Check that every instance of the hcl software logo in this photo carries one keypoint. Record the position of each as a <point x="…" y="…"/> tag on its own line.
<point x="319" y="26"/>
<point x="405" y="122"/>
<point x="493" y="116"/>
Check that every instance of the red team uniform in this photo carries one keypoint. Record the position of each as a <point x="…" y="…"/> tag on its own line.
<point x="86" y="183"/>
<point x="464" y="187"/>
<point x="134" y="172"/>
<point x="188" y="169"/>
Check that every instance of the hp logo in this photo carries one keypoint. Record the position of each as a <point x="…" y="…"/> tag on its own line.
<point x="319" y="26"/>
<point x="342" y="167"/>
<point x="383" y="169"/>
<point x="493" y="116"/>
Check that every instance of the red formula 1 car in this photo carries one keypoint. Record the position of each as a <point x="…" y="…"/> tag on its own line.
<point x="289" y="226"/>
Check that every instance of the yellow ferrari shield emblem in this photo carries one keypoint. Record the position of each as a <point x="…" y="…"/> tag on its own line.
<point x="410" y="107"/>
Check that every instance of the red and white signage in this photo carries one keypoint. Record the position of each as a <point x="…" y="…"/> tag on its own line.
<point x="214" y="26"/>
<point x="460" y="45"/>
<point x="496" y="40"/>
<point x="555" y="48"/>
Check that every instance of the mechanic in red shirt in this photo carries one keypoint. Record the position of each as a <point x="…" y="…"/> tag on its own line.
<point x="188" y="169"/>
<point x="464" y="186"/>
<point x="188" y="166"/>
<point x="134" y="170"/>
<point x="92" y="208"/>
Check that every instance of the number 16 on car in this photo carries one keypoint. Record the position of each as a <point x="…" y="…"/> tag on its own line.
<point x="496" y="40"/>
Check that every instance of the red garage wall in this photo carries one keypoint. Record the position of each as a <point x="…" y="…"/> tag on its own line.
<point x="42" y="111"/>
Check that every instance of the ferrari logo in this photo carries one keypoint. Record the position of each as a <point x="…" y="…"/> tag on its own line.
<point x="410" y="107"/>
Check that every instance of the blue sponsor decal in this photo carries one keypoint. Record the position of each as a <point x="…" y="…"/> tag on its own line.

::::

**WRITTEN EXERCISE**
Swap "keypoint" for "marker" everywhere it occurs in the lines above, and leave everything else unchanged.

**THE OUTPUT**
Check that every instance of the hcl software logo in this photo carries one marker. Record the position of each as a <point x="…" y="…"/> tag on its own line.
<point x="319" y="26"/>
<point x="405" y="122"/>
<point x="493" y="116"/>
Check that every instance of the red team uniform in this photo carries one marker. Record the position of each as a <point x="…" y="…"/> tag on its own line.
<point x="86" y="183"/>
<point x="464" y="187"/>
<point x="134" y="172"/>
<point x="188" y="169"/>
Check that every instance of the hp logo in this photo carries one marker. Record the position of each as a <point x="…" y="…"/> tag on its own line.
<point x="319" y="26"/>
<point x="342" y="167"/>
<point x="383" y="169"/>
<point x="493" y="116"/>
Check that every instance of the red formula 1 car in this photo carries one marker. Record the position of each as a <point x="…" y="…"/> tag on its own line.
<point x="289" y="226"/>
Check that every instance of the yellow ferrari shield emblem in this photo carries one marker. Record the position of each as a <point x="…" y="…"/> tag on its own line.
<point x="410" y="107"/>
Check that every instance of the red and white signage in this photo carries one marker. Record the position of each as a <point x="…" y="…"/> tag on its own line.
<point x="214" y="26"/>
<point x="460" y="45"/>
<point x="496" y="40"/>
<point x="555" y="48"/>
Check that every instance of the mechanic in red shirt in this photo carries one marker. Record the position of each as a <point x="…" y="…"/> tag on its own line.
<point x="188" y="169"/>
<point x="464" y="186"/>
<point x="188" y="166"/>
<point x="134" y="170"/>
<point x="92" y="208"/>
Check that every instance of the number 16 on car in this photo carries one marker. Record the position of each as a <point x="…" y="…"/> tag on its own line.
<point x="496" y="40"/>
Check that every instance of the red garage wall in this photo carries one marker. Record the position of each as a <point x="…" y="…"/> tag on its own line.
<point x="42" y="111"/>
Check that every instance of the ferrari logo in this photo carries one marker. Record the position of each as a <point x="…" y="…"/> tag on its own line.
<point x="410" y="107"/>
Check that every instance of the blue sponsor decal in this photo carries one marker. Record the position of each as a <point x="…" y="…"/> tag on its own line.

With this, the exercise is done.